Copy exactly the lines of the data below that run from the line holding "Where can you see the blazer" through the line holding "Write each point like <point>258,182</point>.", both ends included.

» **Region pointing data**:

·····

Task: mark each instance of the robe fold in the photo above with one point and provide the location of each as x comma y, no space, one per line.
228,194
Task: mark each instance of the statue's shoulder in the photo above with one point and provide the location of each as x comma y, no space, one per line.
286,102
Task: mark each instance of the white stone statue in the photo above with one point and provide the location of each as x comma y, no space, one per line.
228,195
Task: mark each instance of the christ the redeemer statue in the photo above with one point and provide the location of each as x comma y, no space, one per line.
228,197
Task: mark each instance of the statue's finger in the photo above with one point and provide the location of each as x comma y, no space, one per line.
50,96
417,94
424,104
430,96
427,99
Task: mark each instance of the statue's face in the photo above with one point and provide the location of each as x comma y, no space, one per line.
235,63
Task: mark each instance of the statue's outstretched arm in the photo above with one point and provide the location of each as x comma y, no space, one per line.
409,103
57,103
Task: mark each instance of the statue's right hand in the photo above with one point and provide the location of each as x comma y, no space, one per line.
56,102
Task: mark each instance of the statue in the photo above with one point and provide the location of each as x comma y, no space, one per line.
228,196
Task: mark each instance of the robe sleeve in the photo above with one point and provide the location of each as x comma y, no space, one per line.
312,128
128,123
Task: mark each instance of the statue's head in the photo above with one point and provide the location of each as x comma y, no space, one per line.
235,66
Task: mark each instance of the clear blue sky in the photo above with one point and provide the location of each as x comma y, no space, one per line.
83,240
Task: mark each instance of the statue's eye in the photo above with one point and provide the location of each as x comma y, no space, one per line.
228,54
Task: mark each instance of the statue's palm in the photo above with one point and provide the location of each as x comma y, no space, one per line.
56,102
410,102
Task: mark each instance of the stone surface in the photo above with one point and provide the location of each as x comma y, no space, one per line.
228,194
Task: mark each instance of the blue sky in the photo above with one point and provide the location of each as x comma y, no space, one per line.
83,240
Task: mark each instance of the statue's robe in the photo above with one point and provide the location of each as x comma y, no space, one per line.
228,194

·····

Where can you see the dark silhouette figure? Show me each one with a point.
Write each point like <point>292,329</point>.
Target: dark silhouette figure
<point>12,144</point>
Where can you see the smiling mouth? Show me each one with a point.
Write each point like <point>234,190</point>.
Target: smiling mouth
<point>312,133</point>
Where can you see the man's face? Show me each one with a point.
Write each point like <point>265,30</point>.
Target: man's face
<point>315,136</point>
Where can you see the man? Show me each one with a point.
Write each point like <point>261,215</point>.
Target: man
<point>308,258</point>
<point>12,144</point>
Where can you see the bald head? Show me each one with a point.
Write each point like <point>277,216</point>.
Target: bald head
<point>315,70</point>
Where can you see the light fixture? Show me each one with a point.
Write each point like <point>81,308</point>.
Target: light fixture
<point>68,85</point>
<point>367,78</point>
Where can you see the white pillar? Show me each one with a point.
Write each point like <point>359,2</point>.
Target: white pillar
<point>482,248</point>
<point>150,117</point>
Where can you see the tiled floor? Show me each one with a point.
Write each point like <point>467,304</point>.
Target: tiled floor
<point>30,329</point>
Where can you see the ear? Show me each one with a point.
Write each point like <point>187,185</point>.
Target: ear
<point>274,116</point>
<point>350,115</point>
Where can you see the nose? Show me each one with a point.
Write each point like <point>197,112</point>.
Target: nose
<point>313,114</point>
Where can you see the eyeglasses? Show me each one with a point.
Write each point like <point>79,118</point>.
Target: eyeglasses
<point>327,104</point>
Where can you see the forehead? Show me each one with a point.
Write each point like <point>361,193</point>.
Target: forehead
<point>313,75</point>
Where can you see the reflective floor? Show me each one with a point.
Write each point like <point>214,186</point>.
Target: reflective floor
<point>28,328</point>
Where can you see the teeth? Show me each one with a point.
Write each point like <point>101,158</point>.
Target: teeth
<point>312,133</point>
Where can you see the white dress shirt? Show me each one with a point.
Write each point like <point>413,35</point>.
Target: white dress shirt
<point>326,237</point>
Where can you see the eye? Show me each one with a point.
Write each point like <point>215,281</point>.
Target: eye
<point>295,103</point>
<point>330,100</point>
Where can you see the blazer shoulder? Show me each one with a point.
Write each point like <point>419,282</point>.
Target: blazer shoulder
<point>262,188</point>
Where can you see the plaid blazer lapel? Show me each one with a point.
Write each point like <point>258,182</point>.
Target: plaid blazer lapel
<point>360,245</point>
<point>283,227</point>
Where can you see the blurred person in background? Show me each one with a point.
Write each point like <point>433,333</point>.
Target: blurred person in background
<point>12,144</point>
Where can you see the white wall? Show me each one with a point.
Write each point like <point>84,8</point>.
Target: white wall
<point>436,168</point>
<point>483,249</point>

·····

» **SOLVED EXERCISE**:
Where can you see the blazer shoulder? Show me each one with a point.
Write each point like <point>419,282</point>.
Target: blazer shoulder
<point>262,188</point>
Where can you see the plaid blazer lapel? Show me each one with a point.
Write each point like <point>258,182</point>.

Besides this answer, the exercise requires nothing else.